### ZADANIE DO WYKONANIA 1
Zwróć w niezmienionej postaci cały tekst o meczu Newcastle United z West Hamem.

### PRZYTOCZONY TEKST
------------------------------------------------------------------------

20.08.2005, St. James' Park, Newcastle
2 kolejka rozgrywek
Newcastle 0-0(0-0) West Ham
14 | Strzały celne | 6 |
8 | Strzały niecelne | 5 |
0 | Strzały zablokowane | 0 |
10 | Rzuty rożne | 2 |
9 | Faule | 11 |
1 | Spalone | 2 |
1 | Żółte kartki | 0 |
0 | Czerwone kartki | 1 |
Widzów: 51620 | ||
Sędzia: Dermot Gallagher |
Shay Given | Roy Caroll | ||||
Stephen Carr | Thomas Repka | ||||
Jean-Alain Boumsong | Daniel Gabbidon | ||||
Celestine Babayaro | Anton Ferdinand | ||||
Steven Taylor | 55' Paul Konchesky | ||||
Jermaine Jenas | Matthew Etherington | ||||
Scott Parker | Yossi Benayoun | 78' | |||
Lee Bowyer | Hayden Mullins | ||||
63' | Charles N'Zogbia | Nigel Reo-Coker | |||
James Milner | Marlon Harewood | 90' | |||
Alan Shearer | Teddy Sheringham | 48' |
63' | Lee Clark | Christian Daily | 78' | ||
Steve Harper | Bobby Zamora | 90' | |||
Robbie Elliott | Shaun Newton | 48' | |||
Amdy Faye | Shaka Hislop | ||||
Martin Brittain | Mark Noble |
Komentarz meczowy:
W drugiej kolejce Premiership Newcastle United zremisowało bezbramkowo na własnym stadionie z londyńskim West Hamem. W porównaniu z rozegranym przed tygodniem meczem z Arsenalem Graeme Souness nie mógł skorzystać z Kierona Dyera i Emre Belozoglu. W takiej sytuacji musiał postawić na młodych Jamesa Milnera i Charlesa N'Zogbię.

------------------------------------------------------------------------

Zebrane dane
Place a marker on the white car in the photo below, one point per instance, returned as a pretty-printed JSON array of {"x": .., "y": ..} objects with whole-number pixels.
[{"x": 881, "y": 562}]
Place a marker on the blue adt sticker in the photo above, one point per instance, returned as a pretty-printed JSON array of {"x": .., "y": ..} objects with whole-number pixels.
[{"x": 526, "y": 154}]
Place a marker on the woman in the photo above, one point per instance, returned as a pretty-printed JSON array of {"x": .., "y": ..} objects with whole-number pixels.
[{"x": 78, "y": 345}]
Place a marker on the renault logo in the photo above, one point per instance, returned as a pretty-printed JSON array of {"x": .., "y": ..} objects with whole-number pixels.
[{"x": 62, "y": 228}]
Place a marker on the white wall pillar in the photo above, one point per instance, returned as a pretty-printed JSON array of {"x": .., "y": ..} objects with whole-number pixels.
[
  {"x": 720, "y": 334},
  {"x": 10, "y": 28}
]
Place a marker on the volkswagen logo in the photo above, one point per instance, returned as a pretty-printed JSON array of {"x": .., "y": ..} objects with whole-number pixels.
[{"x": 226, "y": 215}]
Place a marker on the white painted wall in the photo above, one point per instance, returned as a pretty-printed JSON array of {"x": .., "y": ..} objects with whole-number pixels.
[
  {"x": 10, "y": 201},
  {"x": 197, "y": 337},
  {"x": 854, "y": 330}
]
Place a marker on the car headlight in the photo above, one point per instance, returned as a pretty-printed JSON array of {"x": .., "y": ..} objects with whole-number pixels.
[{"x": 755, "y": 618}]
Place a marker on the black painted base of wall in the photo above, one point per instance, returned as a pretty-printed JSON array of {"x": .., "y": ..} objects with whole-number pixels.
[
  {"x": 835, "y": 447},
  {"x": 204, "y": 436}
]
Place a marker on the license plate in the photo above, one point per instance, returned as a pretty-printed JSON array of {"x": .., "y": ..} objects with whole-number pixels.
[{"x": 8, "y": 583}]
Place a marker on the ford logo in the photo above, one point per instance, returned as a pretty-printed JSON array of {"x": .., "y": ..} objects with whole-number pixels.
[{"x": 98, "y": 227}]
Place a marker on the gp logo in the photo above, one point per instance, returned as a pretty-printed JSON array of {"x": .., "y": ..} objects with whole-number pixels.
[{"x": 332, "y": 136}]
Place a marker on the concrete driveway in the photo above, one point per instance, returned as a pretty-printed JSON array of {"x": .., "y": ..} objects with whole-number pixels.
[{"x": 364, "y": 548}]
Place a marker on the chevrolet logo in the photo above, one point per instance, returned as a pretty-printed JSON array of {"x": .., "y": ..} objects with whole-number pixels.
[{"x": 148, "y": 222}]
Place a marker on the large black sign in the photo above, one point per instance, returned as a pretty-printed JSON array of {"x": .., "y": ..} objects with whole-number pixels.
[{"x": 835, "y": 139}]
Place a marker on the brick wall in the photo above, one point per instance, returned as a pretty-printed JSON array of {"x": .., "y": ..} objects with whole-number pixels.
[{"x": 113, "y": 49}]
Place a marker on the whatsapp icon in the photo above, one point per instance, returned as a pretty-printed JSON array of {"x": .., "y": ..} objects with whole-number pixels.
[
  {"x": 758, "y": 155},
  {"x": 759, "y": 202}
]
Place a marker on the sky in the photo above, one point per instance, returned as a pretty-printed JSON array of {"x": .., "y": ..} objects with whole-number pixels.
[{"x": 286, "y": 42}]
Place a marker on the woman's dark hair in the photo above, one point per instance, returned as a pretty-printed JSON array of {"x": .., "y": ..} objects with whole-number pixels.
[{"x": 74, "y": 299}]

------------------------------------------------------------------------

### ZADANIE DO WYKONANIA 2
Przepisz bez żadnych zmian odcinek wpisów od wiersza zawierającego „Place a marker on the ford” aż po koniec wpisów, z oboma krańcami włącznie.

### PEŁNA ODPOWIEDŹ 1
20.08.2005, St. James' Park, Newcastle
2 kolejka rozgrywek
Newcastle 0-0(0-0) West Ham
14 | Strzały celne | 6 |
8 | Strzały niecelne | 5 |
0 | Strzały zablokowane | 0 |
10 | Rzuty rożne | 2 |
9 | Faule | 11 |
1 | Spalone | 2 |
1 | Żółte kartki | 0 |
0 | Czerwone kartki | 1 |
Widzów: 51620 | ||
Sędzia: Dermot Gallagher |
Shay Given | Roy Caroll | ||||
Stephen Carr | Thomas Repka | ||||
Jean-Alain Boumsong | Daniel Gabbidon | ||||
Celestine Babayaro | Anton Ferdinand | ||||
Steven Taylor | 55' Paul Konchesky | ||||
Jermaine Jenas | Matthew Etherington | ||||
Scott Parker | Yossi Benayoun | 78' | |||
Lee Bowyer | Hayden Mullins | ||||
63' | Charles N'Zogbia | Nigel Reo-Coker | |||
James Milner | Marlon Harewood | 90' | |||
Alan Shearer | Teddy Sheringham | 48' |
63' | Lee Clark | Christian Daily | 78' | ||
Steve Harper | Bobby Zamora | 90' | |||
Robbie Elliott | Shaun Newton | 48' | |||
Amdy Faye | Shaka Hislop | ||||
Martin Brittain | Mark Noble |
Komentarz meczowy:
W drugiej kolejce Premiership Newcastle United zremisowało bezbramkowo na własnym stadionie z londyńskim West Hamem. W porównaniu z rozegranym przed tygodniem meczem z Arsenalem Graeme Souness nie mógł skorzystać z Kierona Dyera i Emre Belozoglu. W takiej sytuacji musiał postawić na młodych Jamesa Milnera i Charlesa N'Zogbię.

### PEŁNA ODPOWIEDŹ 2
Place a marker on the ford logo in the photo above, one point per instance, returned as a pretty-printed JSON array of {"x": .., "y": ..} objects with whole-number pixels.
[{"x": 98, "y": 227}]
Place a marker on the gp logo in the photo above, one point per instance, returned as a pretty-printed JSON array of {"x": .., "y": ..} objects with whole-number pixels.
[{"x": 332, "y": 136}]
Place a marker on the concrete driveway in the photo above, one point per instance, returned as a pretty-printed JSON array of {"x": .., "y": ..} objects with whole-number pixels.
[{"x": 364, "y": 548}]
Place a marker on the chevrolet logo in the photo above, one point per instance, returned as a pretty-printed JSON array of {"x": .., "y": ..} objects with whole-number pixels.
[{"x": 148, "y": 222}]
Place a marker on the large black sign in the photo above, one point per instance, returned as a pretty-printed JSON array of {"x": .., "y": ..} objects with whole-number pixels.
[{"x": 835, "y": 139}]
Place a marker on the brick wall in the photo above, one point per instance, returned as a pretty-printed JSON array of {"x": .., "y": ..} objects with whole-number pixels.
[{"x": 113, "y": 49}]
Place a marker on the whatsapp icon in the photo above, one point per instance, returned as a pretty-printed JSON array of {"x": .., "y": ..} objects with whole-number pixels.
[
  {"x": 758, "y": 155},
  {"x": 759, "y": 202}
]
Place a marker on the sky in the photo above, one point per instance, returned as a pretty-printed JSON array of {"x": .., "y": ..} objects with whole-number pixels.
[{"x": 286, "y": 42}]
Place a marker on the woman's dark hair in the photo above, one point per instance, returned as a pretty-printed JSON array of {"x": .., "y": ..} objects with whole-number pixels.
[{"x": 74, "y": 299}]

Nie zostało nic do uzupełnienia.